++++ Document passage ++++

Baby's first junk food: How companies prey on new parents



Almost two-thirds of supermarket baby food is unhealthy while nearly all baby food labels contain misleading marketing claims designed to "trick" parents.

Those are the conclusions of an eyebrow-raising study in which researchers at Australia's George Institute for Global Health analyzed 651 foods marketed for children ages 6 months to 36 months at 10 supermarket chains in the United States.

The study, published in the peer-reviewed journal Nutrients on Wednesday, found that 60% of the foods failed to meet nutritional standards set by the World Health Organization.

'Our findings highlight the urgent need for better regulation and guidance in the infant and toddler foods market in the United States - the health of future generations depends on it.'

In addition, 70% of the baby food failed to meet protein requirements, 44% exceeded total sugar recommendations, 25% failed to meet calorie recommendations, and 20% exceeded recommended sodium limits set by the WHO.

The study said the most concerning products were snack foods and pouches.

"Research shows 50% of the sugar consumed from infant foods comes from pouches, and we found those were some of the worst offenders,” said Dr. Elizabeth Dunford, senior study author and an adjunct assistant professor of nutrition at the University of North Carolina at Chapel Hill.

Sales of such convenient baby food pouches soared 900% in the U.S.in the past 13 years, according to the study.

"These pouches are very worrisome. Children have to learn to chew, so they should be eating regular fruits, not pureed, sweetened things in a pouch. Often, these blends are not natural and much sweeter than real fruit, so the child’s being taught to only like super sweet things," said Dr. Mark Corkins, a University of Tennessee gastroenterologist and a chair of the American Academy of Pediatrics Committee on Nutrition.

++++ Entries provided ++++

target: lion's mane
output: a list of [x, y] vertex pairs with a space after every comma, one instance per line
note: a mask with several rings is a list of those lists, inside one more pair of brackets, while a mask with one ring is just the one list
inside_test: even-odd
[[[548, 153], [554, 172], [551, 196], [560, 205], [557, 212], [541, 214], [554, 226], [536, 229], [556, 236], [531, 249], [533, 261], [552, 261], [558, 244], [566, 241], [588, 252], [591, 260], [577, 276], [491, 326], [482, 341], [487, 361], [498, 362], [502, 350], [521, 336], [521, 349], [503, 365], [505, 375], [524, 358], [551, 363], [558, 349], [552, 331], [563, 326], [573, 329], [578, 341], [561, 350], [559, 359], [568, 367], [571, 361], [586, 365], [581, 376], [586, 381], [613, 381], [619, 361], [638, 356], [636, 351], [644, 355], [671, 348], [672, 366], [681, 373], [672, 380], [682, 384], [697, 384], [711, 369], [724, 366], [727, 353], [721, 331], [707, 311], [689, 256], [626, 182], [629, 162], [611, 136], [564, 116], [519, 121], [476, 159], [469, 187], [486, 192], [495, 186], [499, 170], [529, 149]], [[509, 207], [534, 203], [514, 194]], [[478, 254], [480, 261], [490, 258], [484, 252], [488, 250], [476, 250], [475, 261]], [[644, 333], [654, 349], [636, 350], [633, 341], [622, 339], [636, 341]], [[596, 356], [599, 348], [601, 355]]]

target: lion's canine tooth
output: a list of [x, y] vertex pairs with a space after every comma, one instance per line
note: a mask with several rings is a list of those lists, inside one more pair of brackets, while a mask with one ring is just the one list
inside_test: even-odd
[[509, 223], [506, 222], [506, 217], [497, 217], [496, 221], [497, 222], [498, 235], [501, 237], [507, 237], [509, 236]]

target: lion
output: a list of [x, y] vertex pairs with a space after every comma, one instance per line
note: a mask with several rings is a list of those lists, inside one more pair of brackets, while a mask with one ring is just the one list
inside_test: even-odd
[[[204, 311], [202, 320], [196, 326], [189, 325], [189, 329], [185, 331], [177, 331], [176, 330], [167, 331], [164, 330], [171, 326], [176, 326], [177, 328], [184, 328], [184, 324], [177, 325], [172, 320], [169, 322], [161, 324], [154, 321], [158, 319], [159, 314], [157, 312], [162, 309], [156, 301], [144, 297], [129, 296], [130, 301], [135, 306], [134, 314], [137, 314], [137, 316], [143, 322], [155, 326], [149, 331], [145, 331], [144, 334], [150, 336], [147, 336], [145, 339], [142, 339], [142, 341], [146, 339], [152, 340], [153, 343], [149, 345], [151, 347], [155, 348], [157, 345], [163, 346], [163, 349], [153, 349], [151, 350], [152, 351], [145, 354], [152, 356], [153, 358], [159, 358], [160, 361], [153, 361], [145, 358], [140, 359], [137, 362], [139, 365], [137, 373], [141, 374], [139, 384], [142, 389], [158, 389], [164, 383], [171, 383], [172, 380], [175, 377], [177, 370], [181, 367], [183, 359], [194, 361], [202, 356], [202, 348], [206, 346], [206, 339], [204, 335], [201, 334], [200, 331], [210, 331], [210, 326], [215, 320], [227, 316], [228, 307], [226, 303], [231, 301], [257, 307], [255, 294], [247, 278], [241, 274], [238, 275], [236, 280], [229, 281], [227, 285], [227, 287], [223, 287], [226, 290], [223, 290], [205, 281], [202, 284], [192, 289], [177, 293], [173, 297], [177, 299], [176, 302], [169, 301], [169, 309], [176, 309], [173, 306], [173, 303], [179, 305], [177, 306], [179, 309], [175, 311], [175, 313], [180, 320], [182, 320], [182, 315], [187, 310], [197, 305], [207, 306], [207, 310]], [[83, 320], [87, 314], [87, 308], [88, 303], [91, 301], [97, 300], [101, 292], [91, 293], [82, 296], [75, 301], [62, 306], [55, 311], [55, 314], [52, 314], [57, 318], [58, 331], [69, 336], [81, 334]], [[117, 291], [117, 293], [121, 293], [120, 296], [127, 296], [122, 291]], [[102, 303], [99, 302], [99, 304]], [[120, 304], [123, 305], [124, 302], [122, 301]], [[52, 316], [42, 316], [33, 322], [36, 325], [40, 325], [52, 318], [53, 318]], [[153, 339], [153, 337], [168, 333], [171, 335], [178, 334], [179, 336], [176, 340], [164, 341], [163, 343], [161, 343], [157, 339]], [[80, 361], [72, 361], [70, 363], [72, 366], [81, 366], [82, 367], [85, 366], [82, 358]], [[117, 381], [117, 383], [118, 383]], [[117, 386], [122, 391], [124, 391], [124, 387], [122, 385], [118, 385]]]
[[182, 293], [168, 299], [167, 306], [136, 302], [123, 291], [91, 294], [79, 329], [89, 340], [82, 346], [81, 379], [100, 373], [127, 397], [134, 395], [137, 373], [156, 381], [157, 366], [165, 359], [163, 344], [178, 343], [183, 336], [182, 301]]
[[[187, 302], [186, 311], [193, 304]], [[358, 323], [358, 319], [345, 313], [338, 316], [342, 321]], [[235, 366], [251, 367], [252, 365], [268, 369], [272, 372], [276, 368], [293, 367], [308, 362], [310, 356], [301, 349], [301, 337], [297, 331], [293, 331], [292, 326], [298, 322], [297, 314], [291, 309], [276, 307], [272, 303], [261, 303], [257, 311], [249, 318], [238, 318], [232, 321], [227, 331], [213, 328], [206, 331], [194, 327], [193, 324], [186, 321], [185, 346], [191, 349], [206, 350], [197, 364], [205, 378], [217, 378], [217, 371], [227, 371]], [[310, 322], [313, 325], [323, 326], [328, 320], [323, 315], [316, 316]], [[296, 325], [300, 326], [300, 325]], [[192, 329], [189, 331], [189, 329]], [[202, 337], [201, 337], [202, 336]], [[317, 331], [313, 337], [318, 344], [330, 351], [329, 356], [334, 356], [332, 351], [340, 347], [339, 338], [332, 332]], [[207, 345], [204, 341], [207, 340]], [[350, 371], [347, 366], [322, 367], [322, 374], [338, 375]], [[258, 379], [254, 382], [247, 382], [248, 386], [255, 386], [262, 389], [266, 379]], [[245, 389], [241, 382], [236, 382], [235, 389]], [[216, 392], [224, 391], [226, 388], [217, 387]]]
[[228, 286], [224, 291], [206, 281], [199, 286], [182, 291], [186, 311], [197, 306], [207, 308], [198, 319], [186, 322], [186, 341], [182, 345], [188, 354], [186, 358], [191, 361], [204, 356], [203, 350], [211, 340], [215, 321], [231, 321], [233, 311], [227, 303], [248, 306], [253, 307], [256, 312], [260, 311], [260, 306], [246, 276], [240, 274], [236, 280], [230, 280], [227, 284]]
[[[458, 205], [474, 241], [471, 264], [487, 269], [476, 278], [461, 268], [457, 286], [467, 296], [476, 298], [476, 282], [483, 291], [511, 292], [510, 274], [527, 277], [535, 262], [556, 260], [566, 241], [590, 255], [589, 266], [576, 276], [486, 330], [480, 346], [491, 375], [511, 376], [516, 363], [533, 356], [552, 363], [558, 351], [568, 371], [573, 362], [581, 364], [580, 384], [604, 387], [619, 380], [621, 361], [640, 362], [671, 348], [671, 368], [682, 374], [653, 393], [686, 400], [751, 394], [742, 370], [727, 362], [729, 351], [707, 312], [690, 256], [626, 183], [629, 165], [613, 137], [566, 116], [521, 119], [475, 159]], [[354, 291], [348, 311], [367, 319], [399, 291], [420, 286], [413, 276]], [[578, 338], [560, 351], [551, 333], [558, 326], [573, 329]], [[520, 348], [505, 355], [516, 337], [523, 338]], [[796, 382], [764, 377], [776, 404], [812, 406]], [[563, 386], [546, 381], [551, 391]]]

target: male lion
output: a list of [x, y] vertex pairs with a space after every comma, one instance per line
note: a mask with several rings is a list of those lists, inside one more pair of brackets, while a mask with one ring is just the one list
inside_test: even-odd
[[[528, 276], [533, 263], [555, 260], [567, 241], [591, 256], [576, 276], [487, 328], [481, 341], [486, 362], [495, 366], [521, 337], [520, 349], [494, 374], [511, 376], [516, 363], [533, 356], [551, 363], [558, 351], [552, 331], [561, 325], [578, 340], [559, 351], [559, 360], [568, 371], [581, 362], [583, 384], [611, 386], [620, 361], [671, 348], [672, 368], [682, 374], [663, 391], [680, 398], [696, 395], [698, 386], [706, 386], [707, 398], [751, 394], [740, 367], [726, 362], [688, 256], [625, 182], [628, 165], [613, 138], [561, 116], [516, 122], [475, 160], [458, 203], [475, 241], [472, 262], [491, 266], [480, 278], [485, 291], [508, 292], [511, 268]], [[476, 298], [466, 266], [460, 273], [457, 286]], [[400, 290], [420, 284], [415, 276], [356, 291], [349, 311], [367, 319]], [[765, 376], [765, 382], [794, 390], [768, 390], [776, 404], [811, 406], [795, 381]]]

++++

What to do
In the baby food article, what share of the analyzed foods exceeded total sugar recommendations? The records play no part in the work.

Answer for this exercise
44%